The mode adopted in my inquiry was as simple as is the geological configuration of the country. From the circumstance of the masses and strata assuming, with few exceptions, a direction from N. E. to S. W., the determination of their horizontal and vertical positions was accomplished by means of a series of zigzag sections, made across the country, and by the examination of the flanks of the dividing range, against which the different strata abutted.

Like the Alleghany Mountains in the United States, that range was as a book, the leaves of which contained all the materials needed for the investigation, and furnished not only a key to explain the order of its superposition, but also a guide towards Wilson's Promontory, the south-eastern extremity of New Holland, which I looked upon as the closing page of the intended geological inquiry.

When, however, the course of my perambulations brought me to the edge of that promontory, and thence to the islands of Bass's Straits, and from these again to Cape Portland, Van Diemen's Land; when, further, the survey of Van Diemen's Land led me winding east and west down to Research Bay, I found such striking correspondence of parts to the explored tract of New South Wales, that as I went on

I could not resist the temptation to extend my inquiry until it finally brought me to South Cape, Van Diemen's Land, and thus joined that island and New South Wales in one geological survey.

I have arranged the descriptive parts of this survey in epochs, which the geological formations have successively marked upon the surface of the two regions.

The mineral constituents of each epoch are distinguished by a strictly mineralogical nomenclature, in preference to a geological, as the latter can not as yet be applied to Australian rocks without involving questionable analogies, or implying identities with eras of deposition in other parts of the world.

Their geological relations have nevertheless been carefully taken into account, and described in respect to locality, extent, range, height, superposition, thickness, and inclination of the strata, organic remains, and mineral contents.

Their mineralogical character has been also noticed, and the chemical analyses of some will be given.

In the shape now offered to the reader, this geological description is far below what I had hoped at the outset my labours would have enabled me to produce. Neither perseverance nor devotion to the pursuit has been wanting. But these, combined with 7000 miles which I made on foot, have procured for me only the consciousness of how little I have done, and how much is still needful to complete such a delineation as the geology of the present day requires.

And all that I have collected during five years of labour I can view only as rudiments of what science may expect at a future period from the division of labour, and from the unparalleled progress of intel

lectual and commercial development of New South Wales and Van Diemen's Land.

I have also prepared a geological map of New South Wales and Van Diemen's Land, upon which I have laid down and illustrated what the present description will relate in words; but that map I am unable to take upon myself to publish.

Given problem 1: Rewrite everything in the preface from "The mineral constituents" down to "will be given.", putting "terminology" in place of "nomenclature".
The preface above and the rows that come next are unrelated pieces of material.

Dataset entries:

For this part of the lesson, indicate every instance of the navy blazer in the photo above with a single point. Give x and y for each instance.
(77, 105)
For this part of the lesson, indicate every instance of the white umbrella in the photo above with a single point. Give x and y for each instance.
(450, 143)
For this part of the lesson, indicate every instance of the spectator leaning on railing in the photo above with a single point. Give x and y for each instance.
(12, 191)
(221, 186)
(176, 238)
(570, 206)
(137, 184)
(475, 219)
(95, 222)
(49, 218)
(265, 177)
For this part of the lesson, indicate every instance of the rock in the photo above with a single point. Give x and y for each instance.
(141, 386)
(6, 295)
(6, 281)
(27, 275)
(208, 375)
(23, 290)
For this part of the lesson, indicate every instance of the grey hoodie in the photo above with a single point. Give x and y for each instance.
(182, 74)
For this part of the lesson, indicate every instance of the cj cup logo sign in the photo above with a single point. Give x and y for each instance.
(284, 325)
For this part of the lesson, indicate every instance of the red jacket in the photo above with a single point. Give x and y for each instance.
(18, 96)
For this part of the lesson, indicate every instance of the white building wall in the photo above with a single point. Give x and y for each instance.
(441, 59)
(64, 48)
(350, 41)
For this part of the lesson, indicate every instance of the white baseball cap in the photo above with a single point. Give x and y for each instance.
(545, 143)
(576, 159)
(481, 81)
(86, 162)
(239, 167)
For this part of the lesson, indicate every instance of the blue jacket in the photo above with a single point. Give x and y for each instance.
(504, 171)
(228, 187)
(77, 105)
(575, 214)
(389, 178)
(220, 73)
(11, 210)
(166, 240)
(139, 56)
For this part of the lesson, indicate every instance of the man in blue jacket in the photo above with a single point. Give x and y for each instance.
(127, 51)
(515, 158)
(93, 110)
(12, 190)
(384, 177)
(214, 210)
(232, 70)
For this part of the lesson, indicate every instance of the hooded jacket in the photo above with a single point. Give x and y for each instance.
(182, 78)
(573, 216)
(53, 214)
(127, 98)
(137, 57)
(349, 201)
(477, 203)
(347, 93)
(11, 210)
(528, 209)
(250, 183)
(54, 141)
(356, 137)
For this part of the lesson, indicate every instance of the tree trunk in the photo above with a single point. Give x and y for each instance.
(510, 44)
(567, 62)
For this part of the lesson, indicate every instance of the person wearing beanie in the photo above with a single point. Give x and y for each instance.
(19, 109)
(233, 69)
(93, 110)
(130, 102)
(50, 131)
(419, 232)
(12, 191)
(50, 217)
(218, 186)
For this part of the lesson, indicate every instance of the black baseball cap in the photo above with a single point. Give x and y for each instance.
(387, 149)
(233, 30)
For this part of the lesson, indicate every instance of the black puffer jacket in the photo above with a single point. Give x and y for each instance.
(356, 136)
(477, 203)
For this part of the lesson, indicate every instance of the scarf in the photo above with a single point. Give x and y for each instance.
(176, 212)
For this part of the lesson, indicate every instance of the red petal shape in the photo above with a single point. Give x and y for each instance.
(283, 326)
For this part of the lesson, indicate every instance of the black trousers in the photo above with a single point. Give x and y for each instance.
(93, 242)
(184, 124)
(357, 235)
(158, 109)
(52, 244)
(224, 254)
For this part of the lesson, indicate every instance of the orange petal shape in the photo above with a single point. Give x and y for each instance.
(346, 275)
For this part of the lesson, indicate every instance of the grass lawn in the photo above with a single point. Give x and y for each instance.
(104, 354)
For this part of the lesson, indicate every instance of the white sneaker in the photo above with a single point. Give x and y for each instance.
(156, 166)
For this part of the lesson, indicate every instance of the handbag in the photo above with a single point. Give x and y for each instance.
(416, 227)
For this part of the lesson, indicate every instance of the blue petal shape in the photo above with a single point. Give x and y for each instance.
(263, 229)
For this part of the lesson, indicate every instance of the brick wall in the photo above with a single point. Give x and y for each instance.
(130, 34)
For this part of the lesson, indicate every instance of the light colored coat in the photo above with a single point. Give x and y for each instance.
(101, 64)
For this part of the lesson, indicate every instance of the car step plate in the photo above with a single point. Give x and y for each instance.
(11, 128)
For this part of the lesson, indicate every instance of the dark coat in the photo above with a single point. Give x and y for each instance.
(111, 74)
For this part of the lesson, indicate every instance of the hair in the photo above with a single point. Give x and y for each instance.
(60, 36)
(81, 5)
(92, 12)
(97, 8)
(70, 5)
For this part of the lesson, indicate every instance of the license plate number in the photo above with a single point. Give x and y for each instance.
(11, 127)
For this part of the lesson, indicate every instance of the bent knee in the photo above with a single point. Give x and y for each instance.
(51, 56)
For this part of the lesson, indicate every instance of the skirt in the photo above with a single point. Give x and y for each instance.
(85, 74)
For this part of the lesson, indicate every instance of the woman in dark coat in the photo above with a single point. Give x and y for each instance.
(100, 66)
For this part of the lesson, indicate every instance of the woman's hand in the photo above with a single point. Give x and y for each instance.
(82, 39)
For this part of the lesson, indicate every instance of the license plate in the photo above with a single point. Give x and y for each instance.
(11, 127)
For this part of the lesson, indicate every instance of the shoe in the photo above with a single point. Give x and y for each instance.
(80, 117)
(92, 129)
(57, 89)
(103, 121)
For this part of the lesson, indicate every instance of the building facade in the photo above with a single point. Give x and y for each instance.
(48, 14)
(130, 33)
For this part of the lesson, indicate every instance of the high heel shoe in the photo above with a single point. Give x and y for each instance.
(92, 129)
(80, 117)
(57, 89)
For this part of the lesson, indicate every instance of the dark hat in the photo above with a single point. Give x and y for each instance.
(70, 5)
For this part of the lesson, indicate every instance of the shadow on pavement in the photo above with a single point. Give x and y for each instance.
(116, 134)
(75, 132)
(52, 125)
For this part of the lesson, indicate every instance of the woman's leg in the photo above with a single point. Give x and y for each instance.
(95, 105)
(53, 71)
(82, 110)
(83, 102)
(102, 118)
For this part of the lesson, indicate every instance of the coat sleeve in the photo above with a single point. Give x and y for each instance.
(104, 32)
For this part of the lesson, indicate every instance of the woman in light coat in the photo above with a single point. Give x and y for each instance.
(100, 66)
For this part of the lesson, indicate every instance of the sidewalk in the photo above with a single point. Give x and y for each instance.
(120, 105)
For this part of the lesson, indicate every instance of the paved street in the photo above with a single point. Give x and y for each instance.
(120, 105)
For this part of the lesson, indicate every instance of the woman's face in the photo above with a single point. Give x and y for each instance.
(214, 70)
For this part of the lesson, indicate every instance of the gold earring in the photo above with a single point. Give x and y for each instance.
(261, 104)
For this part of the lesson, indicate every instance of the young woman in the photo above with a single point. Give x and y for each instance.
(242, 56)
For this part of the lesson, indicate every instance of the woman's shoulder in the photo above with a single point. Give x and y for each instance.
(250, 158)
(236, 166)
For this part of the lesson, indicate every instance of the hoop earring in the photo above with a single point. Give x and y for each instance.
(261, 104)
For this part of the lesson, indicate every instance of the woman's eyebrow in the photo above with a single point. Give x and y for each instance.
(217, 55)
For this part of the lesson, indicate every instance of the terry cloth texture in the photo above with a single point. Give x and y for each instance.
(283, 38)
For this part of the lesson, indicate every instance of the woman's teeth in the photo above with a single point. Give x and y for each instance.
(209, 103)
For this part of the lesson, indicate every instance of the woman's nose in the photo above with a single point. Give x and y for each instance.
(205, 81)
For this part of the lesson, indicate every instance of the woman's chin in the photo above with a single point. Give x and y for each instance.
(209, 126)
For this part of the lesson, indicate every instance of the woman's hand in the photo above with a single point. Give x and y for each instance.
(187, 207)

Given problem 2: Pick out every row that contains the string "dark" and copy each one in full. Case counts.

Finished answer 1:
The mineral constituents of each epoch are distinguished by a strictly mineralogical terminology, in preference to a geological, as the latter can not as yet be applied to Australian rocks without involving questionable analogies, or implying identities with eras of deposition in other parts of the world.

Their geological relations have nevertheless been carefully taken into account, and described in respect to locality, extent, range, height, superposition, thickness, and inclination of the strata, organic remains, and mineral contents.

Their mineralogical character has been also noticed, and the chemical analyses of some will be given.

Finished answer 2:
For this part of the lesson, indicate every instance of the dark coat in the photo above with a single point. Give x and y for each instance.
For this part of the lesson, indicate every instance of the woman in dark coat in the photo above with a single point. Give x and y for each instance.
For this part of the lesson, indicate every instance of the dark hat in the photo above with a single point. Give x and y for each instance.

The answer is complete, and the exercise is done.